- WHAT IS BEING ASKED: The entries are to be written out again with no differences.

↓

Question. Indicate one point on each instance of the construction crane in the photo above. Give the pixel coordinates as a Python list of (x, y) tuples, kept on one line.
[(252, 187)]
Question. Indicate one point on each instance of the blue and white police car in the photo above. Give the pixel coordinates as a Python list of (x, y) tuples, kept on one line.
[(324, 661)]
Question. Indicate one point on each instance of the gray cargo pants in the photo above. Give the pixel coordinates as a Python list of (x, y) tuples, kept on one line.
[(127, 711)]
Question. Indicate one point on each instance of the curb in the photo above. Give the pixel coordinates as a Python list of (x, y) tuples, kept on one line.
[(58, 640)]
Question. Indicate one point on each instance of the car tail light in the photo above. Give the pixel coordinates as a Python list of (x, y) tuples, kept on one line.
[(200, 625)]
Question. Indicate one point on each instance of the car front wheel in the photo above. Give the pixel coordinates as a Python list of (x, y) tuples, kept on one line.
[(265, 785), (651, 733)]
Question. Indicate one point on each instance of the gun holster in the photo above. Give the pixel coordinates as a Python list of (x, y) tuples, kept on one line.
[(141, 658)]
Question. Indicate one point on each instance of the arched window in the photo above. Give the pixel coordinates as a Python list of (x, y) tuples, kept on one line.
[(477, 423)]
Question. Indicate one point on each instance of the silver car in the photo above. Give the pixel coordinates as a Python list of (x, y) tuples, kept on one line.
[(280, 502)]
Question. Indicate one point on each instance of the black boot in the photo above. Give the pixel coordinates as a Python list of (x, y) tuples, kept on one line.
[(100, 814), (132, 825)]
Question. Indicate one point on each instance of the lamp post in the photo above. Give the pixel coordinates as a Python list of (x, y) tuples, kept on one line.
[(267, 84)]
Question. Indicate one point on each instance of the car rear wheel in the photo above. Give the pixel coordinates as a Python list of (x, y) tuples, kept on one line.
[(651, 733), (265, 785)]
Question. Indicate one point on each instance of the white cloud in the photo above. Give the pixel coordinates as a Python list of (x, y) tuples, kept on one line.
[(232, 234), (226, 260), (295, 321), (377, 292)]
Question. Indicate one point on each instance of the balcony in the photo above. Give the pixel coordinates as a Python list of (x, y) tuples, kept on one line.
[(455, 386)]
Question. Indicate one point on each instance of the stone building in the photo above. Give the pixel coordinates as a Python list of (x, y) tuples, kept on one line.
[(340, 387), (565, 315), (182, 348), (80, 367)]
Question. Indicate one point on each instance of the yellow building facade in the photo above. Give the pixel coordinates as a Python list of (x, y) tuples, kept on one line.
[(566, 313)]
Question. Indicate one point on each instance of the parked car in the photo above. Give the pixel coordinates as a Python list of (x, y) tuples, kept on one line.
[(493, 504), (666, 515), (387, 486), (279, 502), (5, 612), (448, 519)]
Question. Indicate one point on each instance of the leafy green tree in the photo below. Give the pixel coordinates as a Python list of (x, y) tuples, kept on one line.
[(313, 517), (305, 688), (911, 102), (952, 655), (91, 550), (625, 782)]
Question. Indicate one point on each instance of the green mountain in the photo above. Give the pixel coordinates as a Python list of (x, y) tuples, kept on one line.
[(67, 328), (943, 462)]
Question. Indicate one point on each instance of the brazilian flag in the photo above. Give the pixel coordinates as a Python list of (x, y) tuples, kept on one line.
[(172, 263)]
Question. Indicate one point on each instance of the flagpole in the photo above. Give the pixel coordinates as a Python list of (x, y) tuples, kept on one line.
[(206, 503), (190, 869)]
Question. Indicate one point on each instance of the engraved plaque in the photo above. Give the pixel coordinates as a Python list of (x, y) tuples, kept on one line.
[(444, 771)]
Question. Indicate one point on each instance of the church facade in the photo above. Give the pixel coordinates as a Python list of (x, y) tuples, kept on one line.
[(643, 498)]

↑

- SOLUTION FOR THIS TASK:
Question. Indicate one point on each instance of the construction crane in the photo above. Give the pixel coordinates as a Python list of (x, y) tuples, kept on one line.
[(252, 187)]
Question. Indicate one point on each instance of the blue and white police car in the photo above. Give the pixel coordinates as a Python list of (x, y) tuples, kept on one line.
[(324, 661)]
Question. Indicate one point on each instance of the gray cargo pants in the photo above. Give the pixel coordinates as a Python list of (x, y) tuples, kept on one line.
[(127, 711)]
Question. Indicate one point on each instance of the curb in the photo above. Give the pixel coordinates as a Python list of (x, y) tuples, kept on one line.
[(58, 640)]
Question. Indicate one point on each instance of the car tail light in the photo above. Give the pixel coordinates as a Python list of (x, y) tuples, kept on one line.
[(200, 625)]
Question. Indicate one point on each instance of the car front wheel in the photo above. Give the pixel coordinates as a Python list of (x, y) tuples, kept on one line.
[(265, 785), (651, 733)]
Question. Indicate one point on each instance of the gun holster in the photo above. Give the pixel coordinates as a Python list of (x, y) tuples, kept on one line.
[(141, 658)]
Question. Indicate one point on each instance of the arched window in the photo above. Give the pixel coordinates as a Python list of (x, y) tuples, kept on one line.
[(477, 423)]
Question. Indicate one point on each instance of the silver car in the photo above. Give the pixel coordinates as a Python list of (x, y) tuples, kept on one line.
[(280, 502)]
Question. Indicate one point on each instance of the black boot in the photo above. Give the pixel coordinates as a Python list of (x, y) tuples, kept on one line.
[(100, 814), (132, 825)]
Question. Indicate one point on each instance of the lamp post in the photo above. Give the pixel coordinates as a Python list of (x, y) tuples, kept on one line.
[(267, 84)]
Question. Indicate one point on each instance of the car rear wheel in the photo above. Give the pixel coordinates as a Python list of (x, y) tuples, kept on one line.
[(651, 733), (265, 785)]
Question. Indicate one point on each instance of the white cloud in the photo above. Give the pixel coordinates as a Python list of (x, y) tuples, kept on one line.
[(232, 234), (226, 260), (295, 321), (377, 292)]
Question. Indicate one point on each instance of the balcony in the photo above. Give the pixel coordinates as a Python list of (x, y) tuples, kept on one line.
[(455, 386)]
Question. Indicate one point on each instance of the stone building in the photo above. Give the pixel coordinates as a Python list of (x, y) tuples, kept on one line.
[(340, 387), (565, 315), (182, 348), (80, 367)]
Question. Indicate one point on each instance of the yellow building facade in the photo above. Give the pixel coordinates as a Python list of (x, y) tuples, kept on one line.
[(566, 313)]
Question. Indicate one point on each instance of the parked car in the photo above. Give the pixel coordinates as a Python list of (x, y) tuples, kept on one line.
[(493, 504), (666, 515), (387, 486), (279, 502), (5, 612), (448, 519)]
Question. Indicate one point on each instance of the leafy green tree in the photo below. Give the pixel coordinates as a Python list of (x, y) tuples, kept on one line.
[(313, 517), (305, 688), (911, 102), (952, 655), (91, 550), (625, 782)]
Question. Indicate one point on each instance of the green mountain in the photo above. Give the pixel coordinates as a Python list of (x, y) tuples, kept on one line.
[(67, 328), (943, 462)]
Question. Indicate one point on each instance of the brazilian flag in the photo above. Give the pixel coordinates as a Python list of (x, y) tuples, kept on one line.
[(172, 263)]
Question. Indicate one point on each instance of the flagpole in the photo above. Give the pixel coordinates as a Python list of (x, y) tuples, kept on one line.
[(206, 503), (190, 869)]
Question. Indicate one point on each instance of the engraved plaque in the photo above. Give the pixel coordinates as a Python list of (x, y) tuples, kept on one line.
[(444, 771)]
Question. Indicate one point on each instance of the church facade in the photo above. Give the pixel coordinates as a Python list of (x, y) tuples, kept on one line.
[(643, 498)]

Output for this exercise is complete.